Job:
Every record below should be printed exactly as it appears.
# # # # # # #
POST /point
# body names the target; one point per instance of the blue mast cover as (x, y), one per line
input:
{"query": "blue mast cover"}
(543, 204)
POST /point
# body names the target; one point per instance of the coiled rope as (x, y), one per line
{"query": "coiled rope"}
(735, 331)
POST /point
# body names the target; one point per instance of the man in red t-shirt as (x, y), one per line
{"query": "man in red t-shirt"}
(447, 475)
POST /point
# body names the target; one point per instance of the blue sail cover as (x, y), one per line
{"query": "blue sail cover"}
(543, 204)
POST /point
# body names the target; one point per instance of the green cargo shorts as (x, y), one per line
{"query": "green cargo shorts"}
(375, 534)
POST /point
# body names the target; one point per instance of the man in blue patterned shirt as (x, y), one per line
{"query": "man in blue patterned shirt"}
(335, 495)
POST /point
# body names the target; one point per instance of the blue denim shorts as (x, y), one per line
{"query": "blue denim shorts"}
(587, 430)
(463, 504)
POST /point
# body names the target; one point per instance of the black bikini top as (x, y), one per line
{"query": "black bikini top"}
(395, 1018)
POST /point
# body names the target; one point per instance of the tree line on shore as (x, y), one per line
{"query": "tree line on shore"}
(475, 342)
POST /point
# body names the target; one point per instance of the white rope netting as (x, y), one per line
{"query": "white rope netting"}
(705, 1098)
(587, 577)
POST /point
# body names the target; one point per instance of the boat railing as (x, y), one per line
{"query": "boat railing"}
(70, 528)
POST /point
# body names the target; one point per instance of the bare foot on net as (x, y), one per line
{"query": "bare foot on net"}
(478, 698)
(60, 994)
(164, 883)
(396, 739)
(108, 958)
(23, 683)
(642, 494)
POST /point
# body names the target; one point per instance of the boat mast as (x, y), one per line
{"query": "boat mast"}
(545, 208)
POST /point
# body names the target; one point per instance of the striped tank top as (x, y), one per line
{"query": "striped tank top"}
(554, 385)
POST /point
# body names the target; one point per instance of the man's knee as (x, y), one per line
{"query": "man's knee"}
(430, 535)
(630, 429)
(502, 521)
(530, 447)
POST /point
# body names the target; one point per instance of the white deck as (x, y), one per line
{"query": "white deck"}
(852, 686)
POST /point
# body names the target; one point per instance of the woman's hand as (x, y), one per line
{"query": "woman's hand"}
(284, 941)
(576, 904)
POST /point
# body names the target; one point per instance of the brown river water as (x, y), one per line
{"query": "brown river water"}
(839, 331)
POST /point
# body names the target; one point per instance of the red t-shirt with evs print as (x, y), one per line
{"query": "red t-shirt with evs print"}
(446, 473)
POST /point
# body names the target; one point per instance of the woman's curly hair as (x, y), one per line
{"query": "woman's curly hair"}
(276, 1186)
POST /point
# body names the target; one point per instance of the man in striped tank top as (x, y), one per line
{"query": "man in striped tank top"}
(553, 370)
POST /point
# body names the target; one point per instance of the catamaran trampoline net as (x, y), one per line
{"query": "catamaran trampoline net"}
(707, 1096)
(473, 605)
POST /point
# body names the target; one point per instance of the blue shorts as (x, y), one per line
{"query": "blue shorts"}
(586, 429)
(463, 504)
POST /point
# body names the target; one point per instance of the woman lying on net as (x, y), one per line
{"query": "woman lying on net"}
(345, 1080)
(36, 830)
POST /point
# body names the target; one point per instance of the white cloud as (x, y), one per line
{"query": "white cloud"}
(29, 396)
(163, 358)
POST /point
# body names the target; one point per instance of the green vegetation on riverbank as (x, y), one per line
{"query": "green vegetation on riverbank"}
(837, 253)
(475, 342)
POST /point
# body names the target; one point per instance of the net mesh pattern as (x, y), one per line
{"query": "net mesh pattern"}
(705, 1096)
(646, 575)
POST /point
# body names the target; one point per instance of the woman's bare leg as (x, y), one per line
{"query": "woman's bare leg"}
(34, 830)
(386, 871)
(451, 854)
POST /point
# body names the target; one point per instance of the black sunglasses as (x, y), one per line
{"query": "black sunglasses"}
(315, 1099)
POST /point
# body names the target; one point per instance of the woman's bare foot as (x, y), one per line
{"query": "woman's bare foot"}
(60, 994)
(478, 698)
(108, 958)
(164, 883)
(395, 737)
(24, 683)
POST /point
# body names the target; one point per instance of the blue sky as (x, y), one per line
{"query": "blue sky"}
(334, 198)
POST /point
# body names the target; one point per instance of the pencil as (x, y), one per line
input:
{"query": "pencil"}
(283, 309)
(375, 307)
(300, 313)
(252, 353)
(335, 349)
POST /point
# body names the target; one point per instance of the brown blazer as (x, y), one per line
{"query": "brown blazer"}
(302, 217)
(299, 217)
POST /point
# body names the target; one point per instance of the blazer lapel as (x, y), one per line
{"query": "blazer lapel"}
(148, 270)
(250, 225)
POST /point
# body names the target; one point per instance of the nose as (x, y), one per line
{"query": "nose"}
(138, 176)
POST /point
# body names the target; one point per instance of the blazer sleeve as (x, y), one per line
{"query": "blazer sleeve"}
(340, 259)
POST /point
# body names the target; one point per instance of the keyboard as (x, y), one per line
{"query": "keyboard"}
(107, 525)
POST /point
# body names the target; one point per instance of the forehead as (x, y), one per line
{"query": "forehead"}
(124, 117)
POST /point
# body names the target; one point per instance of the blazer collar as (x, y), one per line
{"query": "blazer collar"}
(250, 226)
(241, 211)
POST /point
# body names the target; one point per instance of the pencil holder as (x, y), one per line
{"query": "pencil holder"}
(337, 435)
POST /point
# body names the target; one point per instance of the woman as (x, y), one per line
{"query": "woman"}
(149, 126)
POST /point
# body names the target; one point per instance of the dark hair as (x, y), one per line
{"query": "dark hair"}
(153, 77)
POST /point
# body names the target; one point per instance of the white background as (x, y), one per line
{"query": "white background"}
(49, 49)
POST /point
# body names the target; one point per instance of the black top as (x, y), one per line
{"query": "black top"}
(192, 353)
# # # # # # #
Complete output:
POST /point
# body names the target; one point per instance of the blue mast cover as (x, y), one per line
input:
{"query": "blue mast cover"}
(543, 204)
POST /point
# body names the target; one point per instance of the coiled rope as (x, y), one per line
{"query": "coiled rope"}
(735, 331)
POST /point
# body names the target; one point per instance of the man in red t-shirt as (x, y), one per line
{"query": "man in red t-shirt"}
(447, 475)
POST /point
# body names the target; one point per instance of the blue sail cover as (x, y), one per line
{"query": "blue sail cover"}
(543, 204)
POST /point
# body names the target; one point per instance of the green cargo shorts as (x, y), one per line
{"query": "green cargo shorts"}
(375, 534)
POST /point
# body names the target; one point per instance of the man in blue patterned shirt as (x, y), one per line
{"query": "man in blue patterned shirt"}
(335, 495)
POST /point
# body names the target; one point per instance of the blue denim shorts as (x, y), one per line
{"query": "blue denim shorts"}
(587, 430)
(463, 504)
POST /point
# body names the target; one point per instance of the black bikini top as (x, y), one per line
{"query": "black bikini top"}
(395, 1018)
POST /point
# body names the target; one point per instance of the tree line on shore as (x, y), one per line
{"query": "tree line on shore"}
(475, 342)
POST /point
# body names the target; one point per instance of the white rope netting as (x, y), one per line
{"query": "white rope netting"}
(705, 1098)
(587, 577)
POST /point
# body names the target; one point per instance of the boat railing as (x, y), one per line
{"query": "boat railing"}
(70, 528)
POST /point
# body names the target; one point per instance of the bare foot on net as (x, y), one per line
{"query": "bare foot on net"}
(478, 698)
(60, 994)
(164, 883)
(396, 739)
(108, 958)
(23, 683)
(642, 494)
POST /point
# body names the target; one point per instance of the boat mast as (x, y), one per line
{"query": "boat mast"}
(545, 208)
POST /point
# body names the target; one point per instance of the striped tank top as (x, y), one per line
{"query": "striped tank top"}
(554, 385)
POST /point
# body names the target; one point per instance of the man's knee as (x, y), one per line
{"query": "man's knee"}
(430, 535)
(630, 429)
(502, 521)
(530, 447)
POST /point
# body names the target; one point per instance of the white deck as (x, y), one per line
{"query": "white deck"}
(852, 686)
POST /point
# body names the target; one point per instance of the woman's hand as (x, y), one per line
{"query": "woman's hand"}
(284, 941)
(576, 904)
POST /point
# body names the target; one point per instance of the brown river water as (x, y), one per line
{"query": "brown river water"}
(839, 331)
POST /point
# body names the target; one point per instance of the red t-shirt with evs print as (x, y), one per line
{"query": "red t-shirt with evs print"}
(446, 473)
POST /point
# body names the target; one point per instance of the woman's curly hair as (x, y), one per line
{"query": "woman's curly hair"}
(276, 1186)
POST /point
# body names the target; one point per instance of the man in striped tank top as (x, y), one per line
{"query": "man in striped tank top"}
(553, 370)
POST /point
# body names the target; one point per instance of the catamaran trampoline net as (x, y), one per line
{"query": "catamaran trampoline net"}
(707, 1096)
(473, 605)
POST /point
# body names the target; one point per instance of the blue shorts as (x, y), one per line
{"query": "blue shorts"}
(586, 429)
(463, 504)
POST /point
# body names the target; one point per instance of the woman lying on net as (x, y), one per line
{"query": "woman lying on net"}
(345, 1080)
(36, 830)
POST /point
# body names the target; one point per instance of the white cloud as (x, y), one per line
{"query": "white cloud"}
(29, 396)
(163, 358)
POST /point
# body names the target; one point per instance of the green vegetation on riverbank as (x, y), one per line
{"query": "green vegetation on riverbank"}
(837, 253)
(475, 342)
POST /point
# body names the target; one point per instance of the net mesh pattern as (x, y), one per line
{"query": "net mesh pattern"}
(705, 1096)
(646, 575)
POST /point
# body names the target; one point per instance of the woman's bare leg as (x, y), one per line
{"query": "woman's bare leg"}
(34, 830)
(386, 871)
(451, 854)
POST /point
# body names the target; one point per instance of the black sunglasses as (x, y), one per line
{"query": "black sunglasses"}
(315, 1099)
POST /point
# body names the target; one point per instance of the woman's bare foot as (x, y), one per line
{"query": "woman's bare foot"}
(60, 994)
(478, 698)
(108, 958)
(164, 883)
(395, 737)
(24, 683)
POST /point
# body names the target; one point per instance of the blue sky as (x, y), one per line
{"query": "blue sky"}
(334, 198)
POST /point
# body names the target; one point per instance of the pencil as (x, y), one per line
input:
{"query": "pencil"}
(283, 309)
(375, 307)
(300, 313)
(252, 353)
(335, 349)
POST /point
# body names the target; one point per instance of the brown blazer as (x, y), one per line
{"query": "brown blazer"}
(302, 217)
(299, 217)
POST /point
# body names the target; one point per instance of the blazer lapel as (x, y), one per line
{"query": "blazer lapel"}
(148, 270)
(250, 225)
POST /point
# body names the target; one point per instance of the nose as (x, y), one per line
{"query": "nose"}
(138, 176)
POST /point
# body names the target; one point per instance of the blazer sleeve as (x, y), one per line
{"query": "blazer sleeve"}
(340, 259)
POST /point
# body names the target; one point per instance of the keyboard as (x, y), one per line
{"query": "keyboard"}
(107, 525)
POST /point
# body names the target; one point per instance of the forehead as (x, y), one per line
{"query": "forehead"}
(124, 117)
POST /point
# body names the target; one point per instance of the blazer collar as (x, y), one per line
{"query": "blazer collar"}
(250, 226)
(241, 211)
POST /point
# body names the target; one point per instance of the pencil holder as (x, y), one per line
{"query": "pencil holder"}
(337, 435)
POST /point
# body names the target; one point per instance of the woman as (x, y), one per line
{"query": "woman"}
(149, 126)
POST /point
# body names the target; one point per instance of the dark hair as (x, y), one per line
{"query": "dark hair"}
(153, 77)
POST /point
# body names the target; one point per instance of the white background as (x, y), one per line
{"query": "white background"}
(49, 49)
POST /point
# body names the target; one point per instance of the black top as (x, y), one per line
{"query": "black top"}
(192, 353)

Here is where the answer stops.